» **RECORDS SUPPLIED**
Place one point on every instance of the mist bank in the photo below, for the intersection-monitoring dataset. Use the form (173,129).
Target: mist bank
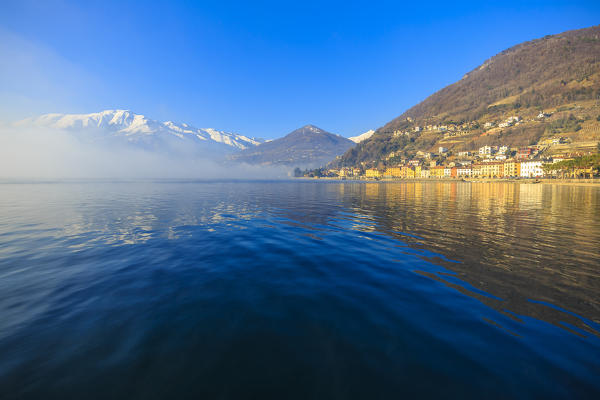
(34,153)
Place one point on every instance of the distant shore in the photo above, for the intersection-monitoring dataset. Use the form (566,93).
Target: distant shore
(572,182)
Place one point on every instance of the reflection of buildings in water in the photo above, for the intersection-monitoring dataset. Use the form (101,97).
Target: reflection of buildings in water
(372,190)
(514,241)
(530,195)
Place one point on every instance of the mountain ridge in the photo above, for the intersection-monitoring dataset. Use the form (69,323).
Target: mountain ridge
(308,146)
(552,84)
(138,128)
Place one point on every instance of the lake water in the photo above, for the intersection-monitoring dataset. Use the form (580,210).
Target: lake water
(299,289)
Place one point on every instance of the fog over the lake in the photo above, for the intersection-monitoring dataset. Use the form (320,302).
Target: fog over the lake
(40,153)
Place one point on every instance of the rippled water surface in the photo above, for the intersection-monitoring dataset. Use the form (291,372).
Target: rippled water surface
(299,290)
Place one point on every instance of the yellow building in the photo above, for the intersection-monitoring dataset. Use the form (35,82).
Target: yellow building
(492,170)
(373,173)
(512,168)
(476,170)
(392,172)
(408,172)
(437,172)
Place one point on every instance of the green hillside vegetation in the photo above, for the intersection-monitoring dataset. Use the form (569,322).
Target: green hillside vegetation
(558,75)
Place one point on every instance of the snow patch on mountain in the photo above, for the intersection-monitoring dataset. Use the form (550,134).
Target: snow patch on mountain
(138,128)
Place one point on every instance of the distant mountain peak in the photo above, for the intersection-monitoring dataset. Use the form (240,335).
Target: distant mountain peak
(136,128)
(308,146)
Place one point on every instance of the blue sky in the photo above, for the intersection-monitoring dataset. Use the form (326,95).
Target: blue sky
(260,68)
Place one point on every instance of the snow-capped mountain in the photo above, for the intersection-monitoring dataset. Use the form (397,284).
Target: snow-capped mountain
(364,136)
(138,129)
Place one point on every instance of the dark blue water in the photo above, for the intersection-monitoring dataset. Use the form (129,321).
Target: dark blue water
(299,290)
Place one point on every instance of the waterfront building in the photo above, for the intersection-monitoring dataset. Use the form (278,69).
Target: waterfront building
(512,168)
(532,169)
(463,171)
(437,171)
(373,173)
(393,172)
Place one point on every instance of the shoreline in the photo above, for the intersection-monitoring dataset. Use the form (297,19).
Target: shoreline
(572,182)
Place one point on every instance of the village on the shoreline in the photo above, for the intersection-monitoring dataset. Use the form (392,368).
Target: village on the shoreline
(489,162)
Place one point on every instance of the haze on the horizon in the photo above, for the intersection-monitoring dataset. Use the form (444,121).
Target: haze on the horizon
(256,68)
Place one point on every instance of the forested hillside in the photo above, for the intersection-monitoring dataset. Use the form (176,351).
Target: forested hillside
(533,92)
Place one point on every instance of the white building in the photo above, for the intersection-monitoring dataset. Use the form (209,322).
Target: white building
(531,169)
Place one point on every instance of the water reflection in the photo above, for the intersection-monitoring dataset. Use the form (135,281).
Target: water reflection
(532,247)
(363,289)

» **EXERCISE**
Can you render all of the records above as a Markdown table with the columns "Row" and "Entry", putting each line in its own numbered row? Skip blank lines and leave the pictures out.

» **FINISHED EXERCISE**
| Row | Entry |
|---|---|
| 1 | Place one point on every instance of the mist bank in the photo below, for the intersection-monitoring dataset. Use the form (173,129). |
| 2 | Target: mist bank |
| 3 | (34,153) |
| 4 | Place one point on every instance of the distant shore in the photo above, for the intersection-monitoring dataset. Use the form (566,93). |
| 5 | Target: distant shore |
| 6 | (572,182) |
| 7 | Place one point on every instance of the reflection of buildings in water in the photo above, for the intersection-monitoring dataset. Use the form (101,97). |
| 8 | Target: reflection of buildings in water |
| 9 | (372,190) |
| 10 | (514,241) |
| 11 | (530,195) |
| 12 | Place one point on every instance of the mountain ridge in the photo above, for the intersection-monitoring dataset. Use the form (69,323). |
| 13 | Target: mountain ridge |
| 14 | (308,146) |
| 15 | (552,84) |
| 16 | (138,128) |
| 17 | Place one point on every instance of the lake water in the photo above, for the intersection-monitoring dataset. Use the form (580,210). |
| 18 | Target: lake water |
| 19 | (299,289) |
| 20 | Place one point on every instance of the fog over the lake in the photo above, for the intersection-monitoring dataset. Use the form (320,302). |
| 21 | Target: fog over the lake |
| 22 | (40,153) |
| 23 | Place one point on every instance of the rippled water surface in the photo above, for the intersection-monitoring dataset. Use the form (291,372). |
| 24 | Target: rippled water surface |
| 25 | (299,290) |
| 26 | Place one point on every instance of the yellow building in the photo above, for the intersection-monitoring dataset. Use the form (35,82). |
| 27 | Target: yellow building |
| 28 | (492,170) |
| 29 | (373,173) |
| 30 | (512,168) |
| 31 | (476,170) |
| 32 | (392,172) |
| 33 | (408,172) |
| 34 | (437,172) |
| 35 | Place one point on every instance of the green hillside vegetation in the photo above, for the intersection-monitoring dataset. Use the form (569,322). |
| 36 | Target: green hillside vegetation |
| 37 | (558,75) |
| 38 | Place one point on every instance of the snow patch on mountain in the photo above, for the intersection-monitoring dataset. Use the form (550,134). |
| 39 | Target: snow patch on mountain |
| 40 | (138,128) |
| 41 | Place one point on every instance of the distant mountain peak in the photo above, for the intersection-monitoring dataset. Use the form (240,335). |
| 42 | Target: distant mountain peak |
| 43 | (136,128) |
| 44 | (308,146) |
| 45 | Place one point on every instance of the blue sky in the photo above, for the intersection-monitoring dataset. Use the form (326,95). |
| 46 | Target: blue sky |
| 47 | (260,68) |
| 48 | Place one point on every instance of the snow-capped mountain in the photo above, for the intersection-monitoring dataset. Use the form (397,284). |
| 49 | Target: snow-capped mountain |
| 50 | (364,136) |
| 51 | (138,129) |
| 52 | Place one point on every instance of the dark blue water in the photo above, for the intersection-monitoring dataset. Use the form (129,321). |
| 53 | Target: dark blue water |
| 54 | (299,290) |
| 55 | Place one point on every instance of the waterfront building in the photo above, for the intersection-monitoring dataset. Use the form (278,69). |
| 56 | Target: waterfront building |
| 57 | (512,168) |
| 58 | (532,169) |
| 59 | (463,171) |
| 60 | (437,171) |
| 61 | (373,173) |
| 62 | (393,172) |
| 63 | Place one point on every instance of the shoreline in the photo above, for the intersection-monitoring dataset. Use the form (297,19). |
| 64 | Target: shoreline |
| 65 | (572,182) |
| 66 | Place one point on every instance of the village on the shoreline in the photo above, for the intersection-monitoring dataset. Use the form (392,368). |
| 67 | Target: village on the shoreline |
| 68 | (489,162) |
| 69 | Place one point on every instance of the haze on the horizon in the photo above, for the intersection-monitoring dataset. Use the form (444,121). |
| 70 | Target: haze on the horizon |
| 71 | (256,68) |
| 72 | Place one point on every instance of the forested hillside in the photo above, for the intersection-monitoring dataset. Use the form (176,351). |
| 73 | Target: forested hillside |
| 74 | (533,92) |
| 75 | Place one point on every instance of the white building in the photo above, for the intersection-monitoring dataset. Use the form (209,322). |
| 76 | Target: white building |
| 77 | (531,169) |
| 78 | Place one point on every instance of the water reflection in the photo above, for the intersection-monitoring dataset. Use the form (135,281). |
| 79 | Target: water reflection |
| 80 | (532,247) |
| 81 | (363,289) |